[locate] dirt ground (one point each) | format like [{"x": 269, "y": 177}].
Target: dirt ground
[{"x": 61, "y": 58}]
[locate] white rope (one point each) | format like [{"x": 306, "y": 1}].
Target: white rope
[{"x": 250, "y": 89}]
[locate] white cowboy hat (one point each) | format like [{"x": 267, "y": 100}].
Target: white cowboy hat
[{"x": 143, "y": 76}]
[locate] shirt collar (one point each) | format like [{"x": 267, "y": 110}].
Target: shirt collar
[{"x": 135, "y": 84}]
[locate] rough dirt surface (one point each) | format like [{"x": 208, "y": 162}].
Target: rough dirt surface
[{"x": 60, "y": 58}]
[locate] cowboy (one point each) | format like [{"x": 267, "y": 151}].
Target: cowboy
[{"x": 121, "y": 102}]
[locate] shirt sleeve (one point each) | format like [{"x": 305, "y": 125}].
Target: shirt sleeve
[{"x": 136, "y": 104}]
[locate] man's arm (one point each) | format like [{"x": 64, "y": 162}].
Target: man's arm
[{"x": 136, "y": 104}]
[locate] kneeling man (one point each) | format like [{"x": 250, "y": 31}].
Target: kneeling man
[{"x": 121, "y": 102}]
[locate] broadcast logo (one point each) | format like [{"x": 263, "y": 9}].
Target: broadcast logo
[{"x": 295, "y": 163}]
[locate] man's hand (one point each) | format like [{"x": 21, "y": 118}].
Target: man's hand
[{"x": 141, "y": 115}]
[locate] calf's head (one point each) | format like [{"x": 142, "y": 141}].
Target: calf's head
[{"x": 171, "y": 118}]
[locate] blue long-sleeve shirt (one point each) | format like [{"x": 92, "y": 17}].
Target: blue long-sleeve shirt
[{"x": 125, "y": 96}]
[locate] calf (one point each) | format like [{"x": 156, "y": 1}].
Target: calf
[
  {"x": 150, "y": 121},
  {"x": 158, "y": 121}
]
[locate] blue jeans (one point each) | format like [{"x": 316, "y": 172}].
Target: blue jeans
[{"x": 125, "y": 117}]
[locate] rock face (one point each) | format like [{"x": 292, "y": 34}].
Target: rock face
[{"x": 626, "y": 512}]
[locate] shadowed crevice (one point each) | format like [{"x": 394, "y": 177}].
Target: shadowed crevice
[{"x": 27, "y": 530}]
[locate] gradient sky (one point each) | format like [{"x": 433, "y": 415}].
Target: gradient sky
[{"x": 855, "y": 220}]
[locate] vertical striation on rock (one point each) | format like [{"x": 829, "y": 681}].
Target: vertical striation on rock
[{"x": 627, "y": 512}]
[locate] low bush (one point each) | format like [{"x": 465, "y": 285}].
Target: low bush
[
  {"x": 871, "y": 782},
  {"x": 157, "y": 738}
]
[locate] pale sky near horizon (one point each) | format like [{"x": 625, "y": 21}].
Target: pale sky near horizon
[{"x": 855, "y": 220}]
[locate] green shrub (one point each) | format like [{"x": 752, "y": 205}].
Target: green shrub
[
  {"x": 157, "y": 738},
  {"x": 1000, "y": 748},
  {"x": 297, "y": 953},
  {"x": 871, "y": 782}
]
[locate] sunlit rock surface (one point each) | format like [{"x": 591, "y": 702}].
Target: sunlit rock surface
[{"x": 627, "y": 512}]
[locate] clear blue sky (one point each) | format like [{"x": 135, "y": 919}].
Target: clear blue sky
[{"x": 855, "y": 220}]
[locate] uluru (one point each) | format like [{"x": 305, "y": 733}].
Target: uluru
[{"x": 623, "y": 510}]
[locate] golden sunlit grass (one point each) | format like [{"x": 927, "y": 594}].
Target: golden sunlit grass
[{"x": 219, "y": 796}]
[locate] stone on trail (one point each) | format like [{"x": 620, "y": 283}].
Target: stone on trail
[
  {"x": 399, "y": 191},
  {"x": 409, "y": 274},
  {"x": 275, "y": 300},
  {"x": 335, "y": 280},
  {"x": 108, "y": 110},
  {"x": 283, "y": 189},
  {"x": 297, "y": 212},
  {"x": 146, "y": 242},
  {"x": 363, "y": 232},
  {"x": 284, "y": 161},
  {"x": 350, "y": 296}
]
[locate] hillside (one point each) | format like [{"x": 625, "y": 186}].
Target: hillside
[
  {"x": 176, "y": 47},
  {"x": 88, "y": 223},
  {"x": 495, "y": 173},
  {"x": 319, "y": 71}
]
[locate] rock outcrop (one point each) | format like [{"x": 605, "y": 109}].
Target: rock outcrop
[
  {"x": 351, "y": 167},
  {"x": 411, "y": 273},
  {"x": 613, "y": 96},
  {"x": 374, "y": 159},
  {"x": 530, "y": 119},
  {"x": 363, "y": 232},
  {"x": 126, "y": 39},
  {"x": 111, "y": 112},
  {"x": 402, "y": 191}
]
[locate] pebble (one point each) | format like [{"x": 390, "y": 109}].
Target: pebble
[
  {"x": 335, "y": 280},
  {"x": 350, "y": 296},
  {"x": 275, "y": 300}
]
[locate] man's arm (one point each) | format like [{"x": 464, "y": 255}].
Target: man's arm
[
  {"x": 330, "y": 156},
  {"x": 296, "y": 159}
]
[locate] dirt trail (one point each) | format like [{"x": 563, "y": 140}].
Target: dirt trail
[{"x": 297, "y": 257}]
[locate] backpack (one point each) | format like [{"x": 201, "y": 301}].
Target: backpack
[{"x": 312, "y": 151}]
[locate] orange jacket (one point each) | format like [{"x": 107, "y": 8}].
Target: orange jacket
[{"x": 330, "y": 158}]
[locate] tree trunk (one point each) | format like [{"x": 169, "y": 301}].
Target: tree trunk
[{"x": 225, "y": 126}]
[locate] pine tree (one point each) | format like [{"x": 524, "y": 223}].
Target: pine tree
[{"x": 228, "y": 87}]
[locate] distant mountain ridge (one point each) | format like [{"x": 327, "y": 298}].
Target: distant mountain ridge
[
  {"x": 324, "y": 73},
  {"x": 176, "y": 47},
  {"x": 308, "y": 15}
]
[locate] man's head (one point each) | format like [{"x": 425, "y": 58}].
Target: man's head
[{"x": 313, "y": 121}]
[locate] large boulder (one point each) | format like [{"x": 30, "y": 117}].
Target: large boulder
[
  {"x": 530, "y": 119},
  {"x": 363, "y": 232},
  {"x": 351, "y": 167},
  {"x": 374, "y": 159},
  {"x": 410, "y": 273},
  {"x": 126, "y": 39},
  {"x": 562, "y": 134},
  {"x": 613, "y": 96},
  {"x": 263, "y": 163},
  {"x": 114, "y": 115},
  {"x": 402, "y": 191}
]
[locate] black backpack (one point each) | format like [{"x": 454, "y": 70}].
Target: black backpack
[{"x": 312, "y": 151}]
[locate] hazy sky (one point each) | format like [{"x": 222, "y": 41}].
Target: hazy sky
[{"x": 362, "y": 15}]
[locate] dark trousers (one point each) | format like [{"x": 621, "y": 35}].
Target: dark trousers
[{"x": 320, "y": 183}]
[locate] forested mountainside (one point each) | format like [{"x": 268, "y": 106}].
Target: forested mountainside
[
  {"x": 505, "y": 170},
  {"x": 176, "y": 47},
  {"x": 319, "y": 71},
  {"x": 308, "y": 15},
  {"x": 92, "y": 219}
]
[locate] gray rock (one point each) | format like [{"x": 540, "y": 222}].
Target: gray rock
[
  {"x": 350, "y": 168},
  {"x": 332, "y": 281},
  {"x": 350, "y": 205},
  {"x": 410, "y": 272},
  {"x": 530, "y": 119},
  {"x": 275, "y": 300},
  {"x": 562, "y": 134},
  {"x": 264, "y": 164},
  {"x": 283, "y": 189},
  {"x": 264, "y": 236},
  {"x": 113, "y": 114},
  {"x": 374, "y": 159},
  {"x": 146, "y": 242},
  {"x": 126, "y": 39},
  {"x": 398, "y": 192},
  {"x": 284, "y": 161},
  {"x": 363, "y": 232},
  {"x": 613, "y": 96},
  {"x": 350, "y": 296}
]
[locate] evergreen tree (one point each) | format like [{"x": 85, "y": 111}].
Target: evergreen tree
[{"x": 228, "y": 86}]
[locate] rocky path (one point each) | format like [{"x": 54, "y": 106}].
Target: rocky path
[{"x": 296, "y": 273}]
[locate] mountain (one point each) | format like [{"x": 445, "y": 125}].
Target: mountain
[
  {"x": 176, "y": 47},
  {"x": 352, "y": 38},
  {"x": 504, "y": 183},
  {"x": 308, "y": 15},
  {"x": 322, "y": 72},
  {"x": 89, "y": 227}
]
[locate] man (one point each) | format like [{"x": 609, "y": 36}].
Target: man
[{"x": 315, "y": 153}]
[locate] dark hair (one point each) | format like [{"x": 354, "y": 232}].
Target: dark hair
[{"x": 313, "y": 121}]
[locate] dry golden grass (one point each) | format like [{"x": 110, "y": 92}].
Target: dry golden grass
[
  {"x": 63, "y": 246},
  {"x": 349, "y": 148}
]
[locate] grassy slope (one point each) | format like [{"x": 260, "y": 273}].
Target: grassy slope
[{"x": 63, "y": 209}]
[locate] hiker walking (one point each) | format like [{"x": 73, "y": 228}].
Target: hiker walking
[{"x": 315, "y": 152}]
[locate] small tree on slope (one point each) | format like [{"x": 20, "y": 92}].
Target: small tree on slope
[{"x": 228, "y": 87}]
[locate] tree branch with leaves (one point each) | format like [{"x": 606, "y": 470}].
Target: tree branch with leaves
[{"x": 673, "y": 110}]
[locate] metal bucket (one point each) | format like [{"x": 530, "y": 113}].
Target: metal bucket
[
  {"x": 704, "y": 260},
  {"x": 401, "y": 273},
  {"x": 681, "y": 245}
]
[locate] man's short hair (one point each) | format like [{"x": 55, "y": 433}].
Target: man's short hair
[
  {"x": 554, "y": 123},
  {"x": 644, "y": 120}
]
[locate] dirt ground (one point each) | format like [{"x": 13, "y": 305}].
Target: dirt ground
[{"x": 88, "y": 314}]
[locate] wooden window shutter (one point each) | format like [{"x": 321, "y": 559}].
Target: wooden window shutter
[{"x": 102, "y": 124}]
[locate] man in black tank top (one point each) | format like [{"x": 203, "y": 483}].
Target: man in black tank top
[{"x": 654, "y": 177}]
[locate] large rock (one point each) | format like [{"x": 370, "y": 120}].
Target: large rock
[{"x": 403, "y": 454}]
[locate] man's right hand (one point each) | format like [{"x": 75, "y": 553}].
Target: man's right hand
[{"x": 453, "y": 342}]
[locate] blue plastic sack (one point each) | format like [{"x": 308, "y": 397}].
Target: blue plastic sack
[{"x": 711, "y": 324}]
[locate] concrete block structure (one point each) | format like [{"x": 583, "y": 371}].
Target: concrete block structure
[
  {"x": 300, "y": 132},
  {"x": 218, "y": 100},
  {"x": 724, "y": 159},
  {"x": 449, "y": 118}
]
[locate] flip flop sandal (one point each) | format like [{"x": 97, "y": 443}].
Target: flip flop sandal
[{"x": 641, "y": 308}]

■ SET TASK: Transcribe exactly the line containing "[locate] large rock" and all remaining lines of the material, ending with the last one.

■ REPLY:
[locate] large rock (one point each) | format like [{"x": 370, "y": 120}].
Target: large rock
[{"x": 403, "y": 454}]
[locate] man's right hand (one point each) | format like [{"x": 75, "y": 553}].
Target: man's right hand
[{"x": 453, "y": 342}]
[locate] blue plastic sack (one point each) | format like [{"x": 308, "y": 397}].
Target: blue plastic sack
[{"x": 711, "y": 324}]
[locate] concrete block structure (one point each) | format like [{"x": 583, "y": 371}].
Target: concrete block structure
[
  {"x": 300, "y": 132},
  {"x": 218, "y": 100},
  {"x": 724, "y": 159},
  {"x": 449, "y": 118}
]
[locate] flip flop sandal (one point each) | format like [{"x": 97, "y": 443}].
Target: flip flop sandal
[{"x": 641, "y": 308}]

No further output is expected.